RECORDS SUPPLIED:
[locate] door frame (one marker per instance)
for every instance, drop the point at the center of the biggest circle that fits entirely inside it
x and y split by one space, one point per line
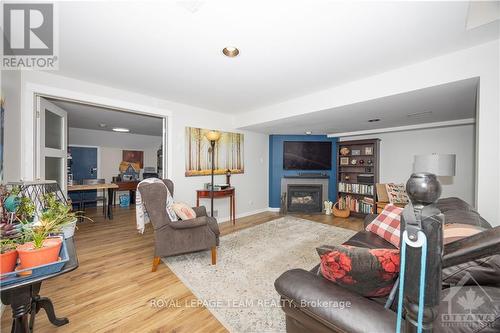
41 151
29 139
99 172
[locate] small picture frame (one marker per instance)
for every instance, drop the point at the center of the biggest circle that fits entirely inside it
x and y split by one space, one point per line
344 161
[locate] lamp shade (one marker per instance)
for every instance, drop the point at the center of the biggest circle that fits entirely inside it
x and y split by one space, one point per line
213 135
438 164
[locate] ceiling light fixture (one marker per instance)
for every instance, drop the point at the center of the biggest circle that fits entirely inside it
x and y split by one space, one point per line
419 114
230 51
121 130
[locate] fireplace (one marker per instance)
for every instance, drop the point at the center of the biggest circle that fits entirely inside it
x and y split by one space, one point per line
304 198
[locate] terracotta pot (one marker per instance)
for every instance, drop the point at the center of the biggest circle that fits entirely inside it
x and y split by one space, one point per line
31 257
8 261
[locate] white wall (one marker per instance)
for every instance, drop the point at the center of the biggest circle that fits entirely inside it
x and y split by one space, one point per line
251 187
397 150
481 61
11 93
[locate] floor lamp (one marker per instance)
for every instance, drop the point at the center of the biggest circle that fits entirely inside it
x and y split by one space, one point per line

WHAT YOU NEED TO DO: Once the pictures are set aside, please reproduce the remaining material word for word.

ANSWER FOR THIS EXERCISE:
[locate] door frame (one marker per instance)
for every instance, drop the point at the center of the biggest circle that fits entirely inside it
x and y split by one space, one point per line
41 151
29 139
99 172
[locate] small picture frame (one marker per instance)
for every instance, drop the point at the center of the biggest circle that fits entirely inside it
x and y split by one space, one point per line
344 161
[locate] lamp shade (one marker per instance)
for every instance, drop the point at the center of the biggest circle that fits entirely inside it
x and y split by one space, one point per line
213 135
438 164
[locate] ceiling light fixture (one marker per instance)
for every instance, drop the point at the center of the biggest circle that fits entirely inside it
x and y split by one space, one point per line
419 114
230 51
121 130
[locate] fireplace (one marker per instance)
for every instance, drop the point at the center of the biggest circle that fits entirely inside it
x and y split by one space, one point per line
304 198
[locate] terracotta pot (one marker per instance)
for every instance, drop the point at the center of the biggest circle that fits entirely inside it
x and y split by one space, one point per line
31 257
8 261
[locate] white wall (one marker per instance)
for every instance, drop the point at the center of the biggest circle that fits entirely inside it
x and y split by one space, one point per line
251 187
397 150
481 61
11 93
[locate] floor lamp (one marker per instance)
for every instance, drop the point at the center of the biggest circle that fits entirely inside it
x and y split by one space, one point per line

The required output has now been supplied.